PASSAGE FOR REVIEW:
---------------

Thoughts on the Indian Economy

Thinking about assorted economic issues in India.

Monday, March 06, 2006

Nuclear Energy (Accounting) Economics

A US-India nuclear agreement was completed during George Bush visit to India. Loosely speaking, according to the terms of this deal (which needs to be approved by the US Congress), the US will supply technology and uranium to India in exchange for the promise that India will designate 14 of its 22 nuclear sites as civilian and open to inspection. This deal has been analyzed from a motley of perspective like geo-political, energy-related and strategic. However, solely from the viewpoint of energy economics, I think increasing reliance on nuclear power is not the route to energy independence that India should take.

There is absolutely no debate that energy shortages are one of the main stumblings blocks to India's growth. Frequent power cuts are a major cost to businesses and the future of the Bharat Nirman infrastructure project, the key to India's growth potential, relies heavily on the availibility of energy. But nuclear energy constitutes only 3% of installed electrical capacity in India and if India expands its nuclear energy generation to desired goals, it will still only constitute 8-10% by 2020. Let's talk about the economics of nuclear energy. Nuclear power has very high fixed costs (present costs) and lower variable costs (future costs) whereas other energy sources like coal are the opposite. Research using discounted cash flow (DCF) methodology ("Economics of Nuclear Power from Heavy Water Reactors, Economic & Political Weekly) has shown that coal-based energy is cheaper than nuclear energy. In DCF, the timing of inflows and outflows of cash is important. The priniciple underlying the approach is that money received today is worth more than the same amount received later. The general approach is: all costs are discounted to some arbitrary but fixed reference date; the total cost is the sum of present value or future values of costs discounted to this date. After calculating the present value of revenues from electricity generation, we can set the sum of dicouted costs to discounted revenues to get the levelised costs of electricity.

---------------

EXTRACTED RECORDS:
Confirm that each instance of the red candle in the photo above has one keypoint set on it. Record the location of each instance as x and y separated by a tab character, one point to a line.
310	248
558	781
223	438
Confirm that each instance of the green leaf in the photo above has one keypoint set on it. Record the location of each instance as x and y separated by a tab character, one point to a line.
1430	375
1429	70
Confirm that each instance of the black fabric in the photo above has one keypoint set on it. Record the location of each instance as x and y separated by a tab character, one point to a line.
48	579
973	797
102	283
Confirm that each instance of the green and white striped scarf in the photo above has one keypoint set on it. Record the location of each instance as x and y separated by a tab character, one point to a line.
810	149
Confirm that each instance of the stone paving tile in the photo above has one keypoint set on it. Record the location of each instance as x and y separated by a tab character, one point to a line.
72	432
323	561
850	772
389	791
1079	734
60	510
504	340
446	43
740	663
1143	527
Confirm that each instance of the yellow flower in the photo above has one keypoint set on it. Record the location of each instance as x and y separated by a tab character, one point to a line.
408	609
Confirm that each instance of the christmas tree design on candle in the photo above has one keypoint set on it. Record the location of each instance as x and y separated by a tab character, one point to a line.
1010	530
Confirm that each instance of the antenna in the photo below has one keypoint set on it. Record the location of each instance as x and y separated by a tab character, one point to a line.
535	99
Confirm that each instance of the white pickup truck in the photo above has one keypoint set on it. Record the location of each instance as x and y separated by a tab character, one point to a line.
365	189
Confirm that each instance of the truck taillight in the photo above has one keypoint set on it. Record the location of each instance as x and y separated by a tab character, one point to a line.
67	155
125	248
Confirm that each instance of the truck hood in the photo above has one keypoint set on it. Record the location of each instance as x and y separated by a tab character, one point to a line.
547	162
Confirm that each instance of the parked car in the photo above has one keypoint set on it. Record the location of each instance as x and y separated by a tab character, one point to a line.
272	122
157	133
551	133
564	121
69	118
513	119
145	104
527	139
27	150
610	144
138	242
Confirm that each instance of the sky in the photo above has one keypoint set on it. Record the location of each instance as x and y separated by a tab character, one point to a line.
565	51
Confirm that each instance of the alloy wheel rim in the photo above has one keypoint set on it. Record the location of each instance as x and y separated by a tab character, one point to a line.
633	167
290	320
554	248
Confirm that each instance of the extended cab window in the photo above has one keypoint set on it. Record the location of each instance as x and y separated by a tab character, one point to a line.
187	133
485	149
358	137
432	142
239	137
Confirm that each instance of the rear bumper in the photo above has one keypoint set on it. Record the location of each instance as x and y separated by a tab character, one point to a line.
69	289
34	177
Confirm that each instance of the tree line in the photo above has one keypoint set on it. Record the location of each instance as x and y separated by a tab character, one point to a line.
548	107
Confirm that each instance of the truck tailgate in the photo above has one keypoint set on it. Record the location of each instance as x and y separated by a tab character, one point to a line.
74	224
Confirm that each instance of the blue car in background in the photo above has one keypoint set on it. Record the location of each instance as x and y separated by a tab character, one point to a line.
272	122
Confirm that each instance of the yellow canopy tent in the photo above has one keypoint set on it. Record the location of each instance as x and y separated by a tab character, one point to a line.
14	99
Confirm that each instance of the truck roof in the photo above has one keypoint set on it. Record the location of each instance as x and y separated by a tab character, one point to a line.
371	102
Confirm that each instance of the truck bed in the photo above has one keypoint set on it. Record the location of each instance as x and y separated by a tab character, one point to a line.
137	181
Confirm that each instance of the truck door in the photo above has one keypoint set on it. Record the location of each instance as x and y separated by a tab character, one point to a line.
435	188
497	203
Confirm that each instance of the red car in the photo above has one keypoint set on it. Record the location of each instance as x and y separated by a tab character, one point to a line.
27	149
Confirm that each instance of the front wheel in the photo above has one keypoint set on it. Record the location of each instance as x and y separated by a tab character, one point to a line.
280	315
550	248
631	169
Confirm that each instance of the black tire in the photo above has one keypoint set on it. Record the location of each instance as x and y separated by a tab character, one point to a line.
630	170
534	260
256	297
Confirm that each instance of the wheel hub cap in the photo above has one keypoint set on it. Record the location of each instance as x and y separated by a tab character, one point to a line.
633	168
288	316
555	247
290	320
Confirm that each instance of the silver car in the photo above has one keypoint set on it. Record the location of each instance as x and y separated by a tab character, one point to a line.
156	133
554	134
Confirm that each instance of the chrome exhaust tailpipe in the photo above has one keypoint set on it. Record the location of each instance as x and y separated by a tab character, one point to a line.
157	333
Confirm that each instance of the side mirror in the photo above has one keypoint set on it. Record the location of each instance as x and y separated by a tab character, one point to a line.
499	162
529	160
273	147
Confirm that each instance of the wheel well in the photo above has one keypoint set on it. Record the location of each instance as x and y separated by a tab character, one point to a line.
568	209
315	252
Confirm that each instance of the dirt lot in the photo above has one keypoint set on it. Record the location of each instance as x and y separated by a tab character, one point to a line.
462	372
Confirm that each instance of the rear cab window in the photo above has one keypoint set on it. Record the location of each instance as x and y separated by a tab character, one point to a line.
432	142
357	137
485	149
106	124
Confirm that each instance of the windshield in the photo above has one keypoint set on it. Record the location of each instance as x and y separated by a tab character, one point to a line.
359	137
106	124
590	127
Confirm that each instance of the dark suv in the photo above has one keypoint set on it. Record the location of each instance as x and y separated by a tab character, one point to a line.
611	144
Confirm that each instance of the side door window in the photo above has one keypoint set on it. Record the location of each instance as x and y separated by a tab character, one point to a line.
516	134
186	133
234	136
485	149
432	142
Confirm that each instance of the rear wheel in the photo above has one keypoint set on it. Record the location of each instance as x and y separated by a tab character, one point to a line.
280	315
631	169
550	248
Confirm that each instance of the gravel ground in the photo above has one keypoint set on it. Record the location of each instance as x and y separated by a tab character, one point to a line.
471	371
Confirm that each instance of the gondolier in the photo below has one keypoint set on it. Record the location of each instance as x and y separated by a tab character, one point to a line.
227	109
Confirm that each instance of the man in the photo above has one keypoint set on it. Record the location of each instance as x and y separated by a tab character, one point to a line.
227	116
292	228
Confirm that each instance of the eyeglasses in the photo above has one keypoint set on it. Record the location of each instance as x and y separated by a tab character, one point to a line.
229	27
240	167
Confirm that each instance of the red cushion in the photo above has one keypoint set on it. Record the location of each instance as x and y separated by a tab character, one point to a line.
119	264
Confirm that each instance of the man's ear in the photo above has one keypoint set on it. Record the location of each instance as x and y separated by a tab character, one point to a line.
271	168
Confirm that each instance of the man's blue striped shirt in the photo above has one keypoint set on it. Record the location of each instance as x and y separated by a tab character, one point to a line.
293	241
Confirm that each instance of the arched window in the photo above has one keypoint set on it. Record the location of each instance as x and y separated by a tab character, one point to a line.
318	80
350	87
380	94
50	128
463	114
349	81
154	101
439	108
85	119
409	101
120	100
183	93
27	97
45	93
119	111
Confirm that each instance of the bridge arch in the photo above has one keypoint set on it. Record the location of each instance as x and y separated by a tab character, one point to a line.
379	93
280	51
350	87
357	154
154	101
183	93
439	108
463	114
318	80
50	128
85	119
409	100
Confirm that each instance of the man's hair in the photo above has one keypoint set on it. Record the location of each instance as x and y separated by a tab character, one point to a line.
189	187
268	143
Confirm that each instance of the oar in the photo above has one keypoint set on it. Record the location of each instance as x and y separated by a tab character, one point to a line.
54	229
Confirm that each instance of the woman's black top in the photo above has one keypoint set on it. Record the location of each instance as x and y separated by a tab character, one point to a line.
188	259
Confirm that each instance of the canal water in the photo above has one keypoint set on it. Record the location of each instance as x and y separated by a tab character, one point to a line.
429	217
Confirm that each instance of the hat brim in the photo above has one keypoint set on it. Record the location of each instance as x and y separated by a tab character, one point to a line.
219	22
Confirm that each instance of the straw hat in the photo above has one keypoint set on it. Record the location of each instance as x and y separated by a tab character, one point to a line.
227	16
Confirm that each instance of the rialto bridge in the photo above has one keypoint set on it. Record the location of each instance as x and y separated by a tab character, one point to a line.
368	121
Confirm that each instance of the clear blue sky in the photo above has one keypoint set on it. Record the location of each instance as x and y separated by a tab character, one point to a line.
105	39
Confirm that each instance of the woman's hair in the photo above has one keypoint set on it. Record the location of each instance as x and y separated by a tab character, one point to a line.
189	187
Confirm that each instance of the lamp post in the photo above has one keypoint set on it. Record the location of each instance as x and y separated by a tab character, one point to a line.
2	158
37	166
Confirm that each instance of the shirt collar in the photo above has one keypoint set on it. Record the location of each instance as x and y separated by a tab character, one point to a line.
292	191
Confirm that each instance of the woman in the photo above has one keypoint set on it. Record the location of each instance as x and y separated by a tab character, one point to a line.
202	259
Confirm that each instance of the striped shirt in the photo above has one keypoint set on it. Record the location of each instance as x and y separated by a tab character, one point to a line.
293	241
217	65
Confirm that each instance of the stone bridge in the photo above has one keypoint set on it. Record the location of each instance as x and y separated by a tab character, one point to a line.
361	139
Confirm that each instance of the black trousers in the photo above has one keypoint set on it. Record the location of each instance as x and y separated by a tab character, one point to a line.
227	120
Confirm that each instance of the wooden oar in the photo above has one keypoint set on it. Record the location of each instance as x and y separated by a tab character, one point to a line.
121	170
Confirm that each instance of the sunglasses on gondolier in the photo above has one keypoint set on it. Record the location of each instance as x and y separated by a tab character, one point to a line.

---------------

USING THE INFORMATION:
a) Reproduce the post on India's nuclear energy economics from "Nuclear Energy (Accounting)" up to and including "India should take.".
b) In the post on India's nuclear energy economics, what share of India's installed electrical capacity does nuclear energy make up?

REPLIES:
a)
Nuclear Energy (Accounting) Economics

A US-India nuclear agreement was completed during George Bush visit to India. Loosely speaking, according to the terms of this deal (which needs to be approved by the US Congress), the US will supply technology and uranium to India in exchange for the promise that India will designate 14 of its 22 nuclear sites as civilian and open to inspection. This deal has been analyzed from a motley of perspective like geo-political, energy-related and strategic. However, solely from the viewpoint of energy economics, I think increasing reliance on nuclear power is not the route to energy independence that India should take.

b) 3%